- **Texte fourni**:
Nous ne sommes jamais arrivés au pouvoir qu'à l'aide du calme des populations qui amène nécessairement notre triomphe ; nous n'avons jamais eu besoin ni de l'agitation publique, ni de la dissolution des Chambres pour arriver ou pour nous maintenir au pouvoir ; c'eût été la première fois que nous en eussions usé, parce que nous y étions forcés, n'étant qu'une minorité parlementaire. Vous, au contraire, vous avez toujours eu besoin, et de l'agitation publique et des dissolutions parlementaires pour naître au pouvoir et pour ne pas y mourir ; vous avez eu besoin de l'agitation européenne de 1847 et de 1848, des émotions contagieuses de 1857, pour vous emparer du pouvoir : vous avez dû recourir à la dissolution en 1848, à la dissolution en 1857 ; vous allez, chose inouïe dans les annales politiques, recourir à cette arme extrême, pour la deuxième fois en six ans, pour tâcher, par la pression exercée par le gouvernement et les fonctionnaires, de comprimer, s’il se peut, le mouvement de l’opinion qui vous a condamné ; et c’est nous qui sommes un danger public !

Mon honorable ami M. Thonissen vous a démontré la gravité du péril que vos prétentions font courir au régime représentatif.

Vous avez voulu inventer les partis homogènes ; vous avez détruit les centres parlementaires ; vous n'avez laissé que deux partis en présence, les catholiques conservateurs et les libéraux, les torys et les whigs. Bien ! Cela est fait. Mais cela suppose que ces deux partis gouvernent tour à tour, légitimement, régulièrement, quand l'opinion du pays les portera naturellement au pouvoir. Lord Derby combat lord Palmerston, celui-ci combattra demain le premier ; mais chacun proclame la légitimité pour son adversaire d'occuper le pouvoir, quand la majorité du pays le soutien.

Mais vous venez déclarer, sans hésiter, que nous sommes impossibles, parce que notre avènement au pouvoir serait un danger public ! Ceci est la négation même des partis politiques, tels que votre politique les a constitués, c'est la négation formelle et audacieuse du régime parlementaire ; c'est la dictature d'un seul parti, c'est l'ostracisme décrété contre nous.

- Voix à droite. - C'est cela.

.M. Dechamps. - Messieurs, vous ne niez plus que nous sommes un parti constitutionnel. Vous avez déclaré vous-mêmes que nous étions constitutionnels, tous, dans cette Chambre. J'ai ajouté que depuis 1860, le parti parlementaire conservateur et catholique est un parti profondément national, constitutionnel et dynastique. Personne ne pourrait le nier.

J'ai souvent, messieurs, porté un défi à cette tribune, et je saisis cette occasion de le renouveler. Je défie que l'on cite une seule parole tombée de cette tribune, depuis 33 ans, un seul acte posé ou provoqué par la majorité conservatrice, qui ait eu de près ou de loin, directement ou indirectement le caractère de porter atteinte à notre Constitution, à nos libres institutions. Ce défi n'a jamais été relevé, il ne le sera pas.

- **Entrées fournies**:
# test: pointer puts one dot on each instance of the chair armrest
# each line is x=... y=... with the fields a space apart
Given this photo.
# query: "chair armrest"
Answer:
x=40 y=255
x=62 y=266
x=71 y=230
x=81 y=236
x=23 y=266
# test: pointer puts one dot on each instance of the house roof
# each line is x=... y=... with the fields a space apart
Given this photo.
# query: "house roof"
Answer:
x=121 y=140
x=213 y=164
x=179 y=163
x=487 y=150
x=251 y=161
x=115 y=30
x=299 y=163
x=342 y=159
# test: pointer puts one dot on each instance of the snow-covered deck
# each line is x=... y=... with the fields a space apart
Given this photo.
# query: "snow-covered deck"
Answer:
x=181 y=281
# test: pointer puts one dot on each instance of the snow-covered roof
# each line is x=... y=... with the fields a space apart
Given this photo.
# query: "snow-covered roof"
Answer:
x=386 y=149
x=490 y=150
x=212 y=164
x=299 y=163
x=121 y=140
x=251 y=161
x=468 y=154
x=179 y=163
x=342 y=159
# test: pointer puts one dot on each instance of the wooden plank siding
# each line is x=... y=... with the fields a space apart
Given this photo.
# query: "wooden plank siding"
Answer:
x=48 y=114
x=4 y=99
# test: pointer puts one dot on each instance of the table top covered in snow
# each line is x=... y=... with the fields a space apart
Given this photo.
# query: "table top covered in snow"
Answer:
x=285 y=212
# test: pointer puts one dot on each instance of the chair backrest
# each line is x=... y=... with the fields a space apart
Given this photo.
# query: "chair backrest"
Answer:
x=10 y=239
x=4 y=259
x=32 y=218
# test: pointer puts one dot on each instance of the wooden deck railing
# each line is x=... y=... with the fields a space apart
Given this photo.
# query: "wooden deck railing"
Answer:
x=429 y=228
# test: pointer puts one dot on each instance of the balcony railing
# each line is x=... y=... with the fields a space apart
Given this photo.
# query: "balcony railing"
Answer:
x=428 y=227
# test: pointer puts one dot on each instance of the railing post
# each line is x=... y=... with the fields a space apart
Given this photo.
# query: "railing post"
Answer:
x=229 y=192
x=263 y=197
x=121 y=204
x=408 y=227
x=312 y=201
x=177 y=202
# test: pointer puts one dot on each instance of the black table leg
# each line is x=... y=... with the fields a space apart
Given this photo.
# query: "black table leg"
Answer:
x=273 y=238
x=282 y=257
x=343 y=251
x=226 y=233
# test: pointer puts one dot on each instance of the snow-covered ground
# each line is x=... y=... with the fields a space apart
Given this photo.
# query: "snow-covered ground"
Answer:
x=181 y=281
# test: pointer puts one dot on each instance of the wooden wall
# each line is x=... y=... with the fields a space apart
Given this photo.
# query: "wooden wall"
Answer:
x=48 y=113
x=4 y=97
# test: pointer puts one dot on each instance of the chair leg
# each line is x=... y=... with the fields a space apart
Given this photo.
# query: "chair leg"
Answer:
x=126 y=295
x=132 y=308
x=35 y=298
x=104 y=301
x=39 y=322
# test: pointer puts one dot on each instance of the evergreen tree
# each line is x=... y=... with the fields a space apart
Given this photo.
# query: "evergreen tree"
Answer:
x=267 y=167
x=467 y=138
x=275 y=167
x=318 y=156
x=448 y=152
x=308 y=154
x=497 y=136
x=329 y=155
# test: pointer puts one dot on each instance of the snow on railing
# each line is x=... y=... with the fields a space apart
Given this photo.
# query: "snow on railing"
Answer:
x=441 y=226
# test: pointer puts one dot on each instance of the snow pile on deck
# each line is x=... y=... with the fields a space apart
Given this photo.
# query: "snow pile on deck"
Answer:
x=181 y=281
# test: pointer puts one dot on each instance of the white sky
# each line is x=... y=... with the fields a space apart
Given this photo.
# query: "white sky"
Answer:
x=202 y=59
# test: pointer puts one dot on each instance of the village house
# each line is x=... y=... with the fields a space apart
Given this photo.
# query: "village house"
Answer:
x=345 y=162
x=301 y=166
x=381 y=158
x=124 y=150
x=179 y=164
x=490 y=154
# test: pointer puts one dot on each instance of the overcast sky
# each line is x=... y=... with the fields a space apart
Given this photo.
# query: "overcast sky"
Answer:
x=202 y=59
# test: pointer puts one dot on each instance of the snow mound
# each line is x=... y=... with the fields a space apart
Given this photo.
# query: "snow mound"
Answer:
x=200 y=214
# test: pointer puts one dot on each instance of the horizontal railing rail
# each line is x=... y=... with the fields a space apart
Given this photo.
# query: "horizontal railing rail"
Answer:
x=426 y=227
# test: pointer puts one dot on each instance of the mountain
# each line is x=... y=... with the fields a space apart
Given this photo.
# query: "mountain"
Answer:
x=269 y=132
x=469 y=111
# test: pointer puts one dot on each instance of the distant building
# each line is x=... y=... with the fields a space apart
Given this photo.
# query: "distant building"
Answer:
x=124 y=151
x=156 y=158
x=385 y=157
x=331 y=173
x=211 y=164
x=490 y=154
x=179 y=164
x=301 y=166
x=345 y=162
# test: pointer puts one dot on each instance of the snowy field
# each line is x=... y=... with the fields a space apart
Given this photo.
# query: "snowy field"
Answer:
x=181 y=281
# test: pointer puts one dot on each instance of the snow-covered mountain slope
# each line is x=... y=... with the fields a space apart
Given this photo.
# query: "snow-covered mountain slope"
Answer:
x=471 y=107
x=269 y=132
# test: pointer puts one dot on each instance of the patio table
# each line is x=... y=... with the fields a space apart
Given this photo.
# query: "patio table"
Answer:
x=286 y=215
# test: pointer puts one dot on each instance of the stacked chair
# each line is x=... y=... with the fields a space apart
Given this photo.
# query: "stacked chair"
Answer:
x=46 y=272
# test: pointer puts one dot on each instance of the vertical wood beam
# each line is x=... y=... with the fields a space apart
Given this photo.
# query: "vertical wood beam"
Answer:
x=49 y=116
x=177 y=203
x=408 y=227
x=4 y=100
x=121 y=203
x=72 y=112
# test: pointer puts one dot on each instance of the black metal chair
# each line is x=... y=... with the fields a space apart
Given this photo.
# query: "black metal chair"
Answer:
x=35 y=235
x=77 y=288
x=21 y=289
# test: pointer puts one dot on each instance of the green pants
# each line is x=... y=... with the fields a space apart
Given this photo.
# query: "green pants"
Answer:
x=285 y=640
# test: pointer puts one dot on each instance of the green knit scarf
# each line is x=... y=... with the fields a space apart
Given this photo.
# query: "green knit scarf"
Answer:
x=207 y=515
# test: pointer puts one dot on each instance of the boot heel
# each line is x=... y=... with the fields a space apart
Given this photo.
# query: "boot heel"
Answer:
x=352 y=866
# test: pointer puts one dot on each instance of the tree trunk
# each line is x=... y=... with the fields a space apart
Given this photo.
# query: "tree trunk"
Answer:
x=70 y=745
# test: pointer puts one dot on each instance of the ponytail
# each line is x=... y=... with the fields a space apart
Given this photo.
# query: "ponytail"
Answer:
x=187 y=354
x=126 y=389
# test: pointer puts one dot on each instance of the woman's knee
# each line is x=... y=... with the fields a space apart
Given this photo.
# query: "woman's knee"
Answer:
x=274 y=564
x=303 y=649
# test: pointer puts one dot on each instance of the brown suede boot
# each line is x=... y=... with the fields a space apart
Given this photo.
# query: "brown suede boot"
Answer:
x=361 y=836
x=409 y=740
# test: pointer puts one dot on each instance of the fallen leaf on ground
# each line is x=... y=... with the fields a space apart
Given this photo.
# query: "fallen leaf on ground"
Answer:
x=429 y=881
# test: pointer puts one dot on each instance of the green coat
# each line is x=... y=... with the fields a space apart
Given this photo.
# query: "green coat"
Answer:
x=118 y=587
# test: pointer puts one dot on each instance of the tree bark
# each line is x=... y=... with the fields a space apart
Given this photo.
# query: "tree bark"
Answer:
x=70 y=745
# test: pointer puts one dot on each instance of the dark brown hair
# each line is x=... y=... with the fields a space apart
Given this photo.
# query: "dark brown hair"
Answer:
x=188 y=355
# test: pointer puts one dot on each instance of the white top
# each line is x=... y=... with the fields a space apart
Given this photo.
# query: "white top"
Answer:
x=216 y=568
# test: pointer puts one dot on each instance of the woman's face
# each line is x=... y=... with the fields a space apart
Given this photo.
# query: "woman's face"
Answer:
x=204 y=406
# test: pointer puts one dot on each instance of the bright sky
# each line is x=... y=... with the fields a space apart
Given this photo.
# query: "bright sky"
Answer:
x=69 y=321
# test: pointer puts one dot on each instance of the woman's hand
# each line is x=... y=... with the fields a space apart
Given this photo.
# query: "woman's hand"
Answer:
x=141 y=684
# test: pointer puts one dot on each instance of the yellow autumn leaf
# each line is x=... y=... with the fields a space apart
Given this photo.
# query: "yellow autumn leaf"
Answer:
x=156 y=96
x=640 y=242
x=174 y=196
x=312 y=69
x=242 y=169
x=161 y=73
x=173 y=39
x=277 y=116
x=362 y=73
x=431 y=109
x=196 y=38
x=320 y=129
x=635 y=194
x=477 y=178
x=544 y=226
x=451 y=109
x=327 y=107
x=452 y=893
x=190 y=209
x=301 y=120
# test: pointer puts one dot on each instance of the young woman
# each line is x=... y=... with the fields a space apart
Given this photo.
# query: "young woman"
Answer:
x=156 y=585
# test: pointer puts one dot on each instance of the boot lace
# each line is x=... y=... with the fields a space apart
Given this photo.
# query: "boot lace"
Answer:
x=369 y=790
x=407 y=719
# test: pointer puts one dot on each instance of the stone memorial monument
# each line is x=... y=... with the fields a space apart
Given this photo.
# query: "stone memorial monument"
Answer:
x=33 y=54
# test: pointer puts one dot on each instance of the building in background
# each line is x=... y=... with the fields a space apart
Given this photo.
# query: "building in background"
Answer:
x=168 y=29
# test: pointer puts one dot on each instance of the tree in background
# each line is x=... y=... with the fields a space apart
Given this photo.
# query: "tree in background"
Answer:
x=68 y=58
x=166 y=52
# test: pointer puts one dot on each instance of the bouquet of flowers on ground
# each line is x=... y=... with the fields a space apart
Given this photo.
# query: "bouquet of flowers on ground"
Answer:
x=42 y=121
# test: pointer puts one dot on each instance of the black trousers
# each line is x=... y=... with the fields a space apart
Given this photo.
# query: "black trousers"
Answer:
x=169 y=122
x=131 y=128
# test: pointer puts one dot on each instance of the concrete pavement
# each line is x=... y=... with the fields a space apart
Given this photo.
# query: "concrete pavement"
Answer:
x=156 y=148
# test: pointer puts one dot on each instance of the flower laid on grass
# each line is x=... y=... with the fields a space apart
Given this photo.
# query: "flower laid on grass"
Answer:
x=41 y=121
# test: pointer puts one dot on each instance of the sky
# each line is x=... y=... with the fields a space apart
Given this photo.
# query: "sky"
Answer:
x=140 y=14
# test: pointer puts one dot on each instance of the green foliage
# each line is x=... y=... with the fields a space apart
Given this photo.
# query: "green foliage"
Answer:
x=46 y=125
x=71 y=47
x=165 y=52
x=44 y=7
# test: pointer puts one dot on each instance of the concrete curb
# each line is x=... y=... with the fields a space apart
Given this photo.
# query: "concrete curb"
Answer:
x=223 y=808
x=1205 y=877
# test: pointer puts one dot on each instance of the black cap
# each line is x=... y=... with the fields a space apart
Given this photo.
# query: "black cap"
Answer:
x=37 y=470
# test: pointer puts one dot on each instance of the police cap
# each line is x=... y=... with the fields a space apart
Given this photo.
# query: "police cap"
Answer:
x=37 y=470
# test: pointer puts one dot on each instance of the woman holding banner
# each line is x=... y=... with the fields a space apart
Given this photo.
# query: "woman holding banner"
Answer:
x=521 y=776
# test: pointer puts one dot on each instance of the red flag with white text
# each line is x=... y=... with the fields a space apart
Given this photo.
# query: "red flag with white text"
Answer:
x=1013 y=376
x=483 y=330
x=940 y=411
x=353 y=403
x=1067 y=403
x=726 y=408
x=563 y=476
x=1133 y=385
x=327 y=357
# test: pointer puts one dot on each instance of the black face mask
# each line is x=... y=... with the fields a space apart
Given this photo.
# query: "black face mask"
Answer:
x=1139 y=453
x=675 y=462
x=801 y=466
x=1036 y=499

- **Objectif 1**: Recopiez sans aucune modification toutes les entrées, depuis la ligne qui contient "the horizontal railing rail" jusqu'à celle qui contient "x=469 y=111", ces deux lignes incluses.
- **Objectif 2**: Poursuivez le discours prononcé à la Chambre sur le parti conservateur et catholique en reprenant juste après sa dernière phrase.

- **Réponse attendue 1**:
# test: pointer puts one dot on each instance of the horizontal railing rail
# each line is x=... y=... with the fields a space apart
Given this photo.
# query: "horizontal railing rail"
Answer:
x=426 y=227
# test: pointer puts one dot on each instance of the mountain
# each line is x=... y=... with the fields a space apart
Given this photo.
# query: "mountain"
Answer:
x=269 y=132
x=469 y=111

- **Réponse attendue 2**:
L'honorable M. Orts, en me répondant, n'avait jamais trouvé qu'une seule objection à m'opposer : la loi communale de 1842, contraire, selon lui, à nos traditions libérales.

Eh bien, messieurs, l'honorable M. Orts devra reconnaître qu'aujourd'hui cette objection a disparu, et je puis dire que rien, absolument rien, ne subsiste des préjugés qu'on a cherché à répandre sur la sincérité de nos principes constitutionnels.

Ne pouvant contester nos convictions nationales et nos principes, politiques, qu'a dû faire M. le ministre des finances ?

Il a dû inventé une vaste conspiration existante autour de nous, à côté de nous, plus haut que nous.

Cette conspiration c'est le clergé, ce sont les évêques, c'est une corporation puissante, les jésuites.

M. le ministre des finances nous a représentés, nous les constitutionnels, nous le parti parlementaire, comme les faibles, les vaincus, les condamnés. Les puissants, ce sont les évêques, ce sont les jésuites, et ils nous condamnent !

Mais, messieurs, chose étrange, depuis trente-trois ans nous sommes le produit, a dit l'honorable M. Bara, des élections faites sous la main des évêques et du clergé ; les évêques et le clergé réprouvent nos principes et notre conduite politique depuis trente-trois ans. Nous sommes le produit constitutionnel d'une puissance occulte qui condamne le constitutionnel ; nous sommes en opposition permanente avec ceux qui nous ont enfantés, selon vous, à la vie politique !

Je demande, messieurs, comment il est possible de soutenir une pareille absurdité.

Mais, messieurs, est-il vrai que l'épiscopat belge, que le clergé, que la corporation religieuse dont on a parlé, sont entrés dans cette conspiration liberticide dépeinte en si sombres couleurs par M, le ministre des finances ? Aux allégations vagues, j'opposerai des faits, aux préjugés des raisons.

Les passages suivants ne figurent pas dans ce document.